=== YOUR OBJECTIVE ===
From the listing below, extract every line that contains the string "cliff". Matches must agree in case.

=== RECORDS FOR PROCESSING ===

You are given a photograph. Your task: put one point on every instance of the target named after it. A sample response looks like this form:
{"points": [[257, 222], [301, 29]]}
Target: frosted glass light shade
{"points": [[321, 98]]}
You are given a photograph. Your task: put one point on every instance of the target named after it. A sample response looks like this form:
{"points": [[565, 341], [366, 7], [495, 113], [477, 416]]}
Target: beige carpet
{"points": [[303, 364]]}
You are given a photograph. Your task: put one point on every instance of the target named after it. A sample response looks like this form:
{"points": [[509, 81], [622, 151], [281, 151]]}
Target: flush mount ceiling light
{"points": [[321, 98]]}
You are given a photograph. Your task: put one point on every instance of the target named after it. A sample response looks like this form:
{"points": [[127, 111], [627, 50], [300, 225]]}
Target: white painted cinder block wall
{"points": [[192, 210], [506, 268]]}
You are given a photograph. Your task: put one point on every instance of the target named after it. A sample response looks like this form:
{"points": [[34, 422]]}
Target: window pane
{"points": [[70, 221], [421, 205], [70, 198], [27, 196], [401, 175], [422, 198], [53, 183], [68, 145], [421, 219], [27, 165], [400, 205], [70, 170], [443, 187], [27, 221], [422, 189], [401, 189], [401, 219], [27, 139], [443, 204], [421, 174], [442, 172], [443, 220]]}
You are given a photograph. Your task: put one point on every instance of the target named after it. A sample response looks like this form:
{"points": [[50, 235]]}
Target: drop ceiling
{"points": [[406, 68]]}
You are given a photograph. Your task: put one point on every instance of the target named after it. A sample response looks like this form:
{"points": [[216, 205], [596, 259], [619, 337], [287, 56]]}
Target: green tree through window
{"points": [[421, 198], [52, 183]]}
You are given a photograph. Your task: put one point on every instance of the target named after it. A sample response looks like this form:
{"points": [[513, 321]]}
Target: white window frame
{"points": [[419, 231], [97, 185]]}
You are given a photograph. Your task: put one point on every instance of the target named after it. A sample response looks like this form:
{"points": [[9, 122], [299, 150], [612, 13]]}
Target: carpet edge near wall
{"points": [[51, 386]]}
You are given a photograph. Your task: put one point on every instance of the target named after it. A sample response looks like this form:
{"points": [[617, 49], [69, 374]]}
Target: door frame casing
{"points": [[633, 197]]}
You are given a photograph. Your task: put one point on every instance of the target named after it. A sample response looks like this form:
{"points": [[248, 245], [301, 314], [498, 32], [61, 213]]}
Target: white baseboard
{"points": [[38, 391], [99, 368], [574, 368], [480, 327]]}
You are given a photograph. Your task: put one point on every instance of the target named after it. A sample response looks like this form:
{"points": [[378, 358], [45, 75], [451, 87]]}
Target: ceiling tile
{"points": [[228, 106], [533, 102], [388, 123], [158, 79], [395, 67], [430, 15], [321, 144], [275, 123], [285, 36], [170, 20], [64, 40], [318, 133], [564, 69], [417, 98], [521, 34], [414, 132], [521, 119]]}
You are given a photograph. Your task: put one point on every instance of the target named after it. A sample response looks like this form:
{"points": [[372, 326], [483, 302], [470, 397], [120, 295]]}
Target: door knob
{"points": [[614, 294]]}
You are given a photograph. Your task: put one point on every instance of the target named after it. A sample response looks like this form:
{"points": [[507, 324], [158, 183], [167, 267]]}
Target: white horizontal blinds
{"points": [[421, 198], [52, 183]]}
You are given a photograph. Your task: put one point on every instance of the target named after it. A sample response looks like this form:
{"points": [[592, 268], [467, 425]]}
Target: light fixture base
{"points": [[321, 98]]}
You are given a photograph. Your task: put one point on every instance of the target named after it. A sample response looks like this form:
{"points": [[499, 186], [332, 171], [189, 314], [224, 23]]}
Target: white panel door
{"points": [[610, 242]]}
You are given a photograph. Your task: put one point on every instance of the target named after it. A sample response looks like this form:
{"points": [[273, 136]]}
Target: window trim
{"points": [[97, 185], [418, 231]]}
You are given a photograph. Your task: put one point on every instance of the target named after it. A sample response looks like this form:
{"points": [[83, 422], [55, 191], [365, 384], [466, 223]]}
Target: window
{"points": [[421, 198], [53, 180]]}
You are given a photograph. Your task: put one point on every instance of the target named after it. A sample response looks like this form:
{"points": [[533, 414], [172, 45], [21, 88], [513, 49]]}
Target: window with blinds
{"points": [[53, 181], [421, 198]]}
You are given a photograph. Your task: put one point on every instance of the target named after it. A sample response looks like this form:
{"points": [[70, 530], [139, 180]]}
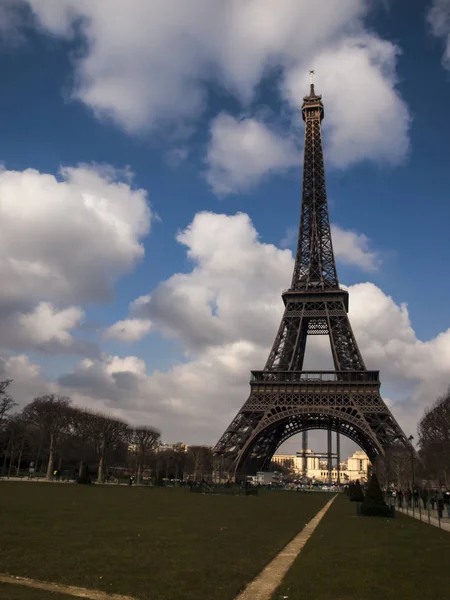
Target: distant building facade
{"points": [[355, 467]]}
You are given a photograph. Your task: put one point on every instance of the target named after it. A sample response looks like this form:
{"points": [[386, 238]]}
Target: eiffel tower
{"points": [[284, 399]]}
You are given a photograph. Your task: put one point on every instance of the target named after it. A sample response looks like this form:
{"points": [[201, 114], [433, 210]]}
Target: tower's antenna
{"points": [[311, 83]]}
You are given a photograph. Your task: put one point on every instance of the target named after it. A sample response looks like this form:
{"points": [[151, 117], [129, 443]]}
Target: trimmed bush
{"points": [[374, 504], [84, 476], [355, 492]]}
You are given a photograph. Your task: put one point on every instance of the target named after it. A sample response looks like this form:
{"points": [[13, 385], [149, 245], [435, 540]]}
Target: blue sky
{"points": [[204, 112]]}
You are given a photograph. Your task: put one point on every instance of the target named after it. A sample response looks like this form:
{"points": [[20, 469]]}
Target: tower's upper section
{"points": [[315, 268], [312, 105]]}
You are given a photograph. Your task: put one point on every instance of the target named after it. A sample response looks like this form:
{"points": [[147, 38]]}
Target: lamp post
{"points": [[410, 439]]}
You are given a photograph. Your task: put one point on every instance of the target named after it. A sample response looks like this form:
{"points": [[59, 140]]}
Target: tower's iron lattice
{"points": [[285, 400]]}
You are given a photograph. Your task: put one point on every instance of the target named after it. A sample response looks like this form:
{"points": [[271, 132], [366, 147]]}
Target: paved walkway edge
{"points": [[263, 586], [433, 521], [69, 590]]}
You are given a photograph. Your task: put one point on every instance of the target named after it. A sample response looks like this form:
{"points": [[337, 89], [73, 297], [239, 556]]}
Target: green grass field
{"points": [[357, 558], [151, 543]]}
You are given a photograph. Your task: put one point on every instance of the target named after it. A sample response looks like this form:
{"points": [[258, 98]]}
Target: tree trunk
{"points": [[50, 458], [138, 473], [5, 458], [101, 466], [20, 458], [11, 460]]}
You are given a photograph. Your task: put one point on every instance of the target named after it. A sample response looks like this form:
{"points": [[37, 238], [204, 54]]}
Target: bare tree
{"points": [[143, 443], [52, 415], [200, 461], [6, 401], [107, 433]]}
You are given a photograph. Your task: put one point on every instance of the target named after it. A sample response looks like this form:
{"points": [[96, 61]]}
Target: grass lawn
{"points": [[17, 592], [366, 558], [151, 543]]}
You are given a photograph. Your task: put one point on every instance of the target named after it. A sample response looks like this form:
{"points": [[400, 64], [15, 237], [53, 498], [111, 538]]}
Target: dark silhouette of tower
{"points": [[284, 399]]}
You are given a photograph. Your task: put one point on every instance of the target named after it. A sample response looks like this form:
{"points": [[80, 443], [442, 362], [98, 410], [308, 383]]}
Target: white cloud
{"points": [[68, 239], [46, 324], [439, 19], [150, 63], [365, 118], [242, 151], [147, 61], [352, 248], [64, 240], [235, 277], [226, 311], [129, 330]]}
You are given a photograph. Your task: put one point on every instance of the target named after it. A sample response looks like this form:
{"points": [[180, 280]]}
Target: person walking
{"points": [[424, 497], [440, 505], [433, 500], [447, 502]]}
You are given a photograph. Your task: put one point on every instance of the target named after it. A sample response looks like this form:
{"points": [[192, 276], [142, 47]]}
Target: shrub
{"points": [[355, 492], [374, 504]]}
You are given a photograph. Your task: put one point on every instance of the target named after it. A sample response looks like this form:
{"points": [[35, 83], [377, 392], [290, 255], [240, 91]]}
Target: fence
{"points": [[422, 511]]}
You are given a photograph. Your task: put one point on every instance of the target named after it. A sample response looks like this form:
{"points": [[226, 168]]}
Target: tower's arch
{"points": [[262, 444]]}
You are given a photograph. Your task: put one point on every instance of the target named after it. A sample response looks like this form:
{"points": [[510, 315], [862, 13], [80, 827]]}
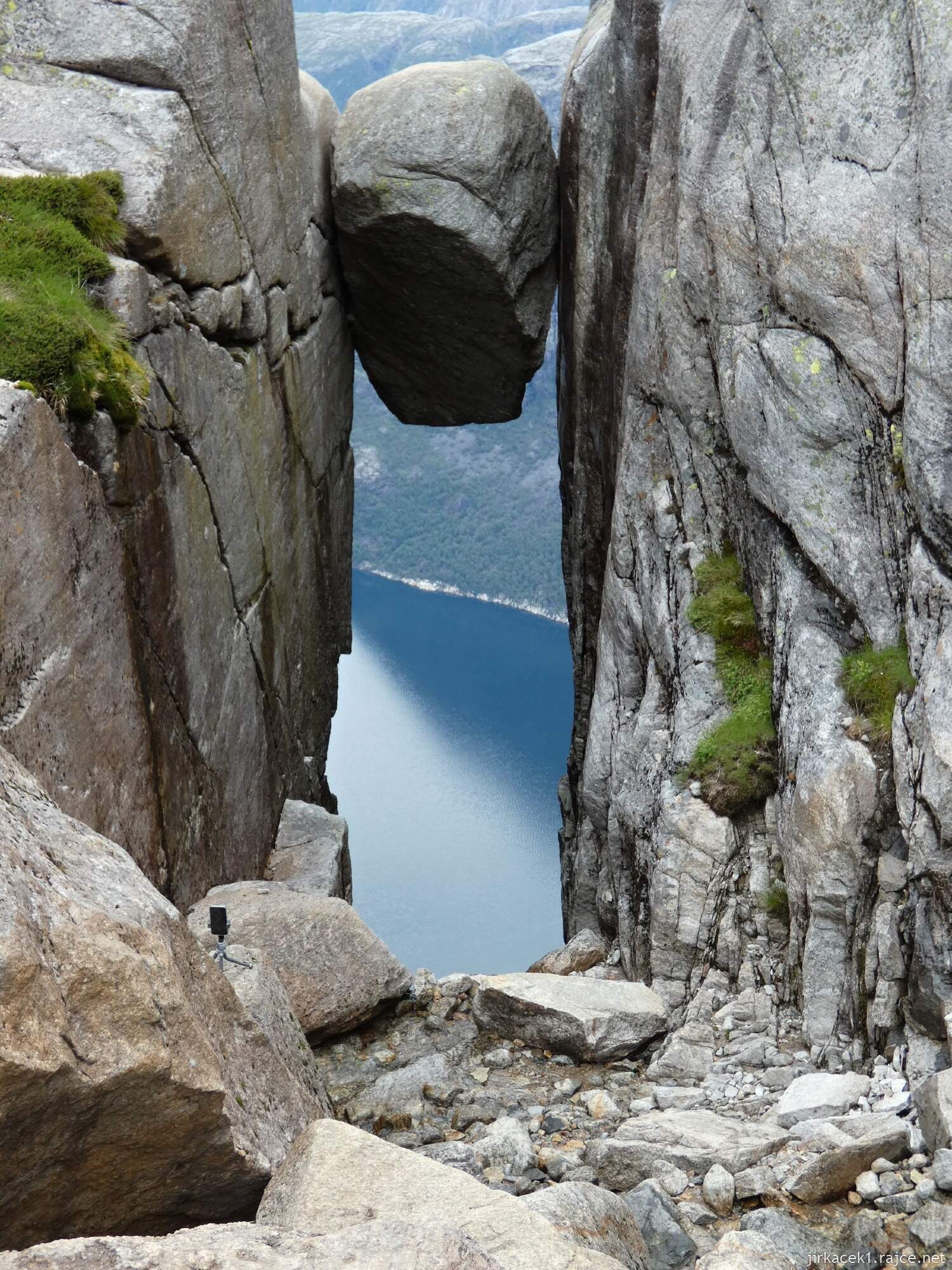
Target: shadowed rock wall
{"points": [[755, 350], [218, 545]]}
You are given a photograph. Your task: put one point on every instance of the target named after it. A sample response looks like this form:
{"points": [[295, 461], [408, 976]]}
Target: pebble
{"points": [[568, 1086], [890, 1183], [869, 1186], [908, 1202], [718, 1191], [942, 1169]]}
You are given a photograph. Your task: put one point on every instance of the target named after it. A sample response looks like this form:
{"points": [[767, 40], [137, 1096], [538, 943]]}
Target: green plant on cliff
{"points": [[737, 763], [55, 335], [873, 679], [776, 902]]}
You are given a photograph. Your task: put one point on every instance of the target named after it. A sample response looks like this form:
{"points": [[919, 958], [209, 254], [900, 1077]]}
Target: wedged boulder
{"points": [[593, 1219], [593, 1020], [692, 1141], [935, 1102], [135, 1089], [833, 1174], [446, 206], [241, 1245], [819, 1095], [583, 951], [336, 971], [312, 852], [337, 1177], [659, 1221], [262, 994]]}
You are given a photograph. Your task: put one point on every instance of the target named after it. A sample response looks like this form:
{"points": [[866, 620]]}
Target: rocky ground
{"points": [[562, 1118], [727, 1125]]}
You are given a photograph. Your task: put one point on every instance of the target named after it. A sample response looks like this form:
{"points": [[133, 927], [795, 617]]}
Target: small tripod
{"points": [[219, 925]]}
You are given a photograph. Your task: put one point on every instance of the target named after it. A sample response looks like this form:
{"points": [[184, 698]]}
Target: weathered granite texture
{"points": [[136, 1092], [446, 204], [210, 615], [755, 349]]}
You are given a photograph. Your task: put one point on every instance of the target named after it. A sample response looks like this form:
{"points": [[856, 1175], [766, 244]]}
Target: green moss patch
{"points": [[776, 902], [55, 335], [737, 763], [873, 679]]}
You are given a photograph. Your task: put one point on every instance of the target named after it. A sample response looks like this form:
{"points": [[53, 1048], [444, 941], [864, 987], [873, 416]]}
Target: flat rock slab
{"points": [[593, 1020], [312, 852], [694, 1141], [242, 1247], [819, 1095], [135, 1089], [338, 1177], [336, 972], [446, 206], [262, 994], [835, 1173], [593, 1219]]}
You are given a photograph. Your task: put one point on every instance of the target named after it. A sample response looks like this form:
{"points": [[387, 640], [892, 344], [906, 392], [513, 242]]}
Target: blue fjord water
{"points": [[451, 735]]}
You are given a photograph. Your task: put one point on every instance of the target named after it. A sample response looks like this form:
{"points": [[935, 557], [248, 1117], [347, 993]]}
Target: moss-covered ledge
{"points": [[737, 761], [56, 337]]}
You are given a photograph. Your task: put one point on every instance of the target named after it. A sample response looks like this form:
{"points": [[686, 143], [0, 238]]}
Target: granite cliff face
{"points": [[171, 671], [755, 308]]}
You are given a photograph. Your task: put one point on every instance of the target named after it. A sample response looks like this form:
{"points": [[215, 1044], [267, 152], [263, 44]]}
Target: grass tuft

=== RESULT OF THE TASK ===
Target: green plant on cliff
Target: granite cliff face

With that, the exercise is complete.